> **Instruksi 1**
Tulis ulang entri di bawah mulai dari baris yang memuat "of dark gray" sampai akhir entri, termasuk baris pertama itu, persis sama tanpa perubahan apa pun.

> **Teks Sumber**
::::

Bayang-bayang the Fed Masih Kerasa, Kuatkah Rupiah Hari Ini?

Jakarta, CNBC Indonesia - Nilai tukar rupiah dalam melawan dolar Amerika Serikat (AS) tampaknya masih akan dibayang-bayangi sikap hawkish dari bank sentral Amerika Serikat (AS) The Federal Reserve ditambah berbagai sentimen yang bakal rilis pekan ini.
Melansir dari Refinitiv, nilai tukar rupiah pada pekan yang berakhir Jumat (22/9/2023) ditutup di posisi Rp15.370/US$, secara mingguan rupiah melemah 0,13%. Pada perdagangan akhir pekan lalu rupiah sempat terseret ke Rp15.410/US$ yang menjadi posisi pelemahan paling parah.
Pelemahan rupiah sepanjang minggu lalu terjadi sejalan dengan penguatan indeks dolar AS (DXY) yang naik ke angka 105,49. Posisi tersebut menjadi yang tertinggi sejak awal tahun ini.
Hal tersebut disinyalir karena respon kekecewaan pasar akibat sikap the Fed yang hawkish yang merupakan imbas dari target inflasi AS yang belum tercapai, sementara kondisi pasar tenaga kerja masih ketat, dan tingkat konsumsi masyarakat terus bertumbuh.
Padahal, pada pertemuan Federal Open Market Committee (FOMC) yang berlangsung pekan ini The Fed memang sudah menahan suku bunga acuan di level 5,25-5,50% sesuai ekspektasi pasar. Akan tetapi, The Fed mengisyaratkan mereka akan tetap hawkish dan membuka kemungkinan kenaikan suku bunga ke depan.
Hasil rapat FOMC juga mengindikasikan jika kebijakan moneter yang ketat akan tetap berlanjut hingga 2024 dan akan memangkas suku bunga lebih sedikit dari indikasi sebelumnya.
Pada pekan ini investor masih akan melihat dampak lebih lanjut dari keputusan bank sentral AS tersebut yang diikuti dengan berbagai sentimen yang akan rilis dari negeri Paman Sam.
Pada Selasa (26/9/2023) investor patut mencermati pidato pejabat The Fed yang akan membawa sinyal-sinyal pentung terkait suku bunga. Pada hari yang sama, AS akan merilis data terkait penjualan rumah, indeks harga rumah, Indeks keyakinan konsumen (IKK), jumlah penjualan rumah baru, serta ada pula indeks manufaktur AS. data-data ini tentu penting untuk melihat bagaimana perekonomian AS.

::::

> **Data Masukan**
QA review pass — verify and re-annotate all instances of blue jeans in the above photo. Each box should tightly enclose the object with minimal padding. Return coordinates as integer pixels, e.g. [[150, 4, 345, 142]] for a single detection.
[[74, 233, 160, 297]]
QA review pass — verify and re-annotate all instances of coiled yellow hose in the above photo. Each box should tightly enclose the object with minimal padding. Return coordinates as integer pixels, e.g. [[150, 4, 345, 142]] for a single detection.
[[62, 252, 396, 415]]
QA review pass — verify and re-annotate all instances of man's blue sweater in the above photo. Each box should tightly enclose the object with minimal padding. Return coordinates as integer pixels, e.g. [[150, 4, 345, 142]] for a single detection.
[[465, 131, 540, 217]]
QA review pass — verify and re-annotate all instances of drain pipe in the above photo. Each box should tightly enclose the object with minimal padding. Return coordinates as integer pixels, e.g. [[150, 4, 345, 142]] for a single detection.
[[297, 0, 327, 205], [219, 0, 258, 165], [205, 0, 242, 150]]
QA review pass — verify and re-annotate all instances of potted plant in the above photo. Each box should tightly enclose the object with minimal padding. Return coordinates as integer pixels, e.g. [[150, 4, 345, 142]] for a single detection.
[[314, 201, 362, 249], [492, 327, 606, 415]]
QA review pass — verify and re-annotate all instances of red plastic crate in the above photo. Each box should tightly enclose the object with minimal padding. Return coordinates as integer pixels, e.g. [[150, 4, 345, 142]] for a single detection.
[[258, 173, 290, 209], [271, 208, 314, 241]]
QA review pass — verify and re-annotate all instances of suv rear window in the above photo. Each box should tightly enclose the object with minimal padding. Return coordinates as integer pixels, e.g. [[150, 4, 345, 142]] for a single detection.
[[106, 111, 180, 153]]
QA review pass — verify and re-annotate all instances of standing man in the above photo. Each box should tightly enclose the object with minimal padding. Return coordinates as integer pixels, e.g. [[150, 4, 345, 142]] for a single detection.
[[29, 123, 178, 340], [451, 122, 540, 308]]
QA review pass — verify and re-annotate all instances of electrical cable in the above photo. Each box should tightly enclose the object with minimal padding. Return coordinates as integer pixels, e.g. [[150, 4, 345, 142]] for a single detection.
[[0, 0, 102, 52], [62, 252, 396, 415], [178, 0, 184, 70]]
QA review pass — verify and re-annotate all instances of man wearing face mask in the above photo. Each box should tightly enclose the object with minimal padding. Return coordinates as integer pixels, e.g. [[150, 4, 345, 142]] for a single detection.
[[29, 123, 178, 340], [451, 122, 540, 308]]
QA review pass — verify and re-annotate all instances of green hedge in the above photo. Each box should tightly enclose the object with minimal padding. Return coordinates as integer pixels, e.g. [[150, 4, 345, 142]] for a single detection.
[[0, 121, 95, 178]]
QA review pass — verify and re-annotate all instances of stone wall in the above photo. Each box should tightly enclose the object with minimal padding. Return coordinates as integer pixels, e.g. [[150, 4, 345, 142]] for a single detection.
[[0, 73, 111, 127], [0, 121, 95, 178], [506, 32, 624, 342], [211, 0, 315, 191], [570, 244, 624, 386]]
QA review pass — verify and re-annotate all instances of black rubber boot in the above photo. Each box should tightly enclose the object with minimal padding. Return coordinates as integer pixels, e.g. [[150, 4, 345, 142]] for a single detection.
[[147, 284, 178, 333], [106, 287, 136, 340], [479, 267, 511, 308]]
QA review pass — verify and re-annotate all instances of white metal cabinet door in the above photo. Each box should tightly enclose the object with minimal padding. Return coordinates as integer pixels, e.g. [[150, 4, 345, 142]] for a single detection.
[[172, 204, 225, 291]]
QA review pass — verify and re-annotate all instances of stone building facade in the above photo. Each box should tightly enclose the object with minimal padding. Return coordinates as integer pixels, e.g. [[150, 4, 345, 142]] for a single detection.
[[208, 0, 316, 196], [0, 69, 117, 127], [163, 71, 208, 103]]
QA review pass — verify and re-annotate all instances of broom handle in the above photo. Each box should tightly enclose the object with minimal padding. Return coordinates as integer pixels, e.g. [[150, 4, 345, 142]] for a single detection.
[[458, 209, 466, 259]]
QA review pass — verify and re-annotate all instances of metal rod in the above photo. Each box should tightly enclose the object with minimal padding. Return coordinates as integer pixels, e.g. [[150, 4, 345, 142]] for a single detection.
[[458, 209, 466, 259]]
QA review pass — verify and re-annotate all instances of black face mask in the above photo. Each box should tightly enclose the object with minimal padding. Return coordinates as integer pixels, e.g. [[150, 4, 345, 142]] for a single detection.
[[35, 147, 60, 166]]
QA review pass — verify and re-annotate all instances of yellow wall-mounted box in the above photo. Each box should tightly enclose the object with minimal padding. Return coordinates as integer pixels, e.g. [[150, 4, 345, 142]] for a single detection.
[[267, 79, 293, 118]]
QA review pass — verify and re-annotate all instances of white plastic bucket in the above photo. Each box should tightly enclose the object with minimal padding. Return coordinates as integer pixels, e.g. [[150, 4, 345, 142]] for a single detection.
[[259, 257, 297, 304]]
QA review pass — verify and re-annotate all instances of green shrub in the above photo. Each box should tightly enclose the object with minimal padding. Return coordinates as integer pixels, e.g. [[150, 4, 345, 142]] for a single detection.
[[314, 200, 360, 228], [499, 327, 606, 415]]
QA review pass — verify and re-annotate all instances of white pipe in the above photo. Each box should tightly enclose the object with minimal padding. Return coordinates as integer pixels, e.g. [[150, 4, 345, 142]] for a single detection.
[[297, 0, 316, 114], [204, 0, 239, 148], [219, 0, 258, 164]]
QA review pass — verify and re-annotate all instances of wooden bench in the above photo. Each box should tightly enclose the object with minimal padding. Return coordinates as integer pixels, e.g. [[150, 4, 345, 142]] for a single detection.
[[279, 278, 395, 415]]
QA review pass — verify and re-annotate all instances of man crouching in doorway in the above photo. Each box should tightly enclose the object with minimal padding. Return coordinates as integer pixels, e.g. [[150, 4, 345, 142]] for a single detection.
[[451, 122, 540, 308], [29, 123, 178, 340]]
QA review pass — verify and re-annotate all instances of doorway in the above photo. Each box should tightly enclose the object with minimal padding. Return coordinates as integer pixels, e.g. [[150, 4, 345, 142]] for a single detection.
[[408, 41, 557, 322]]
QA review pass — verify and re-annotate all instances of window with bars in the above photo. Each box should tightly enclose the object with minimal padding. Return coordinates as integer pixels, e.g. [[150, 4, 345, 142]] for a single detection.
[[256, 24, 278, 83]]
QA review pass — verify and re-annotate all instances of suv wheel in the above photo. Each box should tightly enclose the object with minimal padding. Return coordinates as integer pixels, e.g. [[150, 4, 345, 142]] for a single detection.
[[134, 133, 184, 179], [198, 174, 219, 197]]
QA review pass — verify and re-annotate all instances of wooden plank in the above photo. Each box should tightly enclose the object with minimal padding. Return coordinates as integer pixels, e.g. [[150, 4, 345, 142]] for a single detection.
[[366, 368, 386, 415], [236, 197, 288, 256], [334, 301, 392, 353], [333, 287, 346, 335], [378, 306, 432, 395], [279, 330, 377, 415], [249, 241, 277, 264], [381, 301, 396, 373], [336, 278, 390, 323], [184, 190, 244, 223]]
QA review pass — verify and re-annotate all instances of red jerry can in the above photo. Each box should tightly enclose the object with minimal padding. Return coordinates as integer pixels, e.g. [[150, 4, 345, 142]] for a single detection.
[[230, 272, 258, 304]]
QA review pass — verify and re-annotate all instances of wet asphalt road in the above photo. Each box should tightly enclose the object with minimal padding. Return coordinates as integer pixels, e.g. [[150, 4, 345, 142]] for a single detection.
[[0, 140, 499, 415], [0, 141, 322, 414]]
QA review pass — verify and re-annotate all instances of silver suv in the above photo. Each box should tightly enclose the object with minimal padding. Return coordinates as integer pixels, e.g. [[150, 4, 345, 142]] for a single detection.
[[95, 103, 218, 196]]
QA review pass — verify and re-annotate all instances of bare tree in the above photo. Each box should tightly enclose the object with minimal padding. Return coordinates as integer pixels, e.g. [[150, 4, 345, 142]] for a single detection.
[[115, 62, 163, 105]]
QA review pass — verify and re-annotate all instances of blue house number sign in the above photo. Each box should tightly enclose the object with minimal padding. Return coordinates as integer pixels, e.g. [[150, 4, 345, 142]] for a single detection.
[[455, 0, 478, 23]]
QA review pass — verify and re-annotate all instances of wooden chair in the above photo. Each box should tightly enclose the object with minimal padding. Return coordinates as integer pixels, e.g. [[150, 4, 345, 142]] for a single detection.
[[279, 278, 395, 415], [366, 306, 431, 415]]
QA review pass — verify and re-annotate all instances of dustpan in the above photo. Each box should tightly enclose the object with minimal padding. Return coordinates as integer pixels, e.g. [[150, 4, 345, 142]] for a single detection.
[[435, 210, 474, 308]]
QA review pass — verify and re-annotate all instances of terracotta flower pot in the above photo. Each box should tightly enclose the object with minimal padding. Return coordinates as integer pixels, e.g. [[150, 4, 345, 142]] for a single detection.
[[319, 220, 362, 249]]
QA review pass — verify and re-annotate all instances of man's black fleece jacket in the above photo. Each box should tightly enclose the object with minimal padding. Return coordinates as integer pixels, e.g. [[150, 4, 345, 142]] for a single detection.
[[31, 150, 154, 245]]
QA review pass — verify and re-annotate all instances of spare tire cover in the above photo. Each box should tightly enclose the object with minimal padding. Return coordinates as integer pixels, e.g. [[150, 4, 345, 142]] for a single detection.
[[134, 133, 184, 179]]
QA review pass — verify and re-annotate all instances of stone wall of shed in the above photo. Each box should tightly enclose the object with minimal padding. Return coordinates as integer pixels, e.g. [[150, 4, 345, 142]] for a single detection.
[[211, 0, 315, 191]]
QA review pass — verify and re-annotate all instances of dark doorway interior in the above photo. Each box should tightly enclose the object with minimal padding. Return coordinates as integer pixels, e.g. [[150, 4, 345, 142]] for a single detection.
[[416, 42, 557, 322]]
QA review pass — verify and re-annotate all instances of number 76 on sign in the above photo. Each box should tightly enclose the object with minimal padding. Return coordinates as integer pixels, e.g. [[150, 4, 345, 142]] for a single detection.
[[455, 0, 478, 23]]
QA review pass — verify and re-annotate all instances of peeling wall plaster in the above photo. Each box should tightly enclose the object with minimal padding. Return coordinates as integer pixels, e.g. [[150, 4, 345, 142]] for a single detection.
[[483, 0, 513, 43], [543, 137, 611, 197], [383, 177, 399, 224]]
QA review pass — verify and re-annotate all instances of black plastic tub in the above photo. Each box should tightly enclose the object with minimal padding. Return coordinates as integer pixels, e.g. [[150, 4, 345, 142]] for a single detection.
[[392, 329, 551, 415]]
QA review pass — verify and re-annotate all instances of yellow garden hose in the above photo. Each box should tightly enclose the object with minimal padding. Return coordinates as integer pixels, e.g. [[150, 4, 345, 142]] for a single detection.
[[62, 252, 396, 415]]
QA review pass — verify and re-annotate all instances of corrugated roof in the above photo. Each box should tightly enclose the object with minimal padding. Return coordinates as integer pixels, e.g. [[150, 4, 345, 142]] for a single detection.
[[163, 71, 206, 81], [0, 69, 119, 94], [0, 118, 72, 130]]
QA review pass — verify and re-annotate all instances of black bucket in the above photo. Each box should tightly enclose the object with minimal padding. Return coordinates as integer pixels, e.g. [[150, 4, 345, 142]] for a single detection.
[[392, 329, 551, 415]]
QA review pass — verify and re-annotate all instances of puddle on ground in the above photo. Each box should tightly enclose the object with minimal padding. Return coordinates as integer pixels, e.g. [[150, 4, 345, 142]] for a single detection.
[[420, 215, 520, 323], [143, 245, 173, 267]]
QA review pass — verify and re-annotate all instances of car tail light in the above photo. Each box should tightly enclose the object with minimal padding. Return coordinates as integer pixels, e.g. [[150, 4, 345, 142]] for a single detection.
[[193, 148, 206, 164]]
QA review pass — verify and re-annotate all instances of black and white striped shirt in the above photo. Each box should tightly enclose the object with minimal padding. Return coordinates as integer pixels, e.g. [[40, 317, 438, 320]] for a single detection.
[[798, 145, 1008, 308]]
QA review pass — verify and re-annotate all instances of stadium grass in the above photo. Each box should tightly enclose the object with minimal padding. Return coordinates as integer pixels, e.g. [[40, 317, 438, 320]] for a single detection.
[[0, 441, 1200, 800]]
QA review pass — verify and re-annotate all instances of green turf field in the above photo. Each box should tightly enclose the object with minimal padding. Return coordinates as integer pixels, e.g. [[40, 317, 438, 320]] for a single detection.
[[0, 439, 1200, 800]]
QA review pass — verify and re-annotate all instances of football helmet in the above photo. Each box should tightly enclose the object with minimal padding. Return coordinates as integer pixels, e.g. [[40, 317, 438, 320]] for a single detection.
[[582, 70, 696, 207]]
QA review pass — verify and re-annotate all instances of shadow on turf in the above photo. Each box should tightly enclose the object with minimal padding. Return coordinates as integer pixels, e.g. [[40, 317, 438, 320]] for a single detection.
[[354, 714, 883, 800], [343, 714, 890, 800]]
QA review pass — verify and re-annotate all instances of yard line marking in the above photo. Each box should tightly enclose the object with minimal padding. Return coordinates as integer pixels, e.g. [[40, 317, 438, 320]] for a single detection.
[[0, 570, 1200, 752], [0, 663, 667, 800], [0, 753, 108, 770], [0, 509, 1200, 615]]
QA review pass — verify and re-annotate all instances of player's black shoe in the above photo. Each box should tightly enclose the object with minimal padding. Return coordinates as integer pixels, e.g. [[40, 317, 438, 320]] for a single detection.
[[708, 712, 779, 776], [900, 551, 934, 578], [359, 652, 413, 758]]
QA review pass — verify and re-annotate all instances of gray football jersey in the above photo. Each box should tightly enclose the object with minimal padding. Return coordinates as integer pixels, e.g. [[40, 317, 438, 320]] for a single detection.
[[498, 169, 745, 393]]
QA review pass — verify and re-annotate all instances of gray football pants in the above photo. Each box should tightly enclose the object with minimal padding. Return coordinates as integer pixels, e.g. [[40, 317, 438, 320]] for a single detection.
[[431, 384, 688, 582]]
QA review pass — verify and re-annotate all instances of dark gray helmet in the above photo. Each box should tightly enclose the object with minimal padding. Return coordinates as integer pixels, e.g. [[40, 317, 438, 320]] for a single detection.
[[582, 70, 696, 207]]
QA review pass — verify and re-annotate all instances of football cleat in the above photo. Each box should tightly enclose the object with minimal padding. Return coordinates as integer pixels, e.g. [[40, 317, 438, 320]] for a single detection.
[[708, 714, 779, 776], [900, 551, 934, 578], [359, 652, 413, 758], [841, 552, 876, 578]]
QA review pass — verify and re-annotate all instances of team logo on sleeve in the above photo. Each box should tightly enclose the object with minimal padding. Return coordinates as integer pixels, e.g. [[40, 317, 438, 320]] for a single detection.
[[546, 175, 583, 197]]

::::

> **Instruksi 2**
Jawab pertanyaan berikut berdasarkan artikel tentang rupiah di atas.
(a) Di posisi berapa rupiah ditutup pada Jumat (22/9/2023)?
(b) Indeks dolar AS (DXY) naik ke angka berapa?
(c) Di level berapa The Fed menahan suku bunga acuan?

> **Jawaban Benar 1**
QA review pass — verify and re-annotate all instances of dark gray helmet in the above photo. Each box should tightly enclose the object with minimal padding. Return coordinates as integer pixels, e.g. [[40, 317, 438, 320]] for a single detection.
[[582, 70, 696, 207]]
QA review pass — verify and re-annotate all instances of football cleat in the above photo. Each box should tightly enclose the object with minimal padding. Return coordinates as integer pixels, e.g. [[40, 317, 438, 320]] for a single detection.
[[708, 714, 779, 776], [900, 551, 934, 578], [359, 652, 413, 758], [841, 552, 876, 578]]
QA review pass — verify and re-annotate all instances of team logo on sleeve in the above photo. Each box should tightly enclose the object with minimal padding. Return coordinates as integer pixels, e.g. [[40, 317, 438, 320]] for a single detection.
[[546, 175, 583, 197]]

> **Jawaban Benar 2**
(a) Rp15.370/US$
(b) 105,49
(c) 5,25-5,50%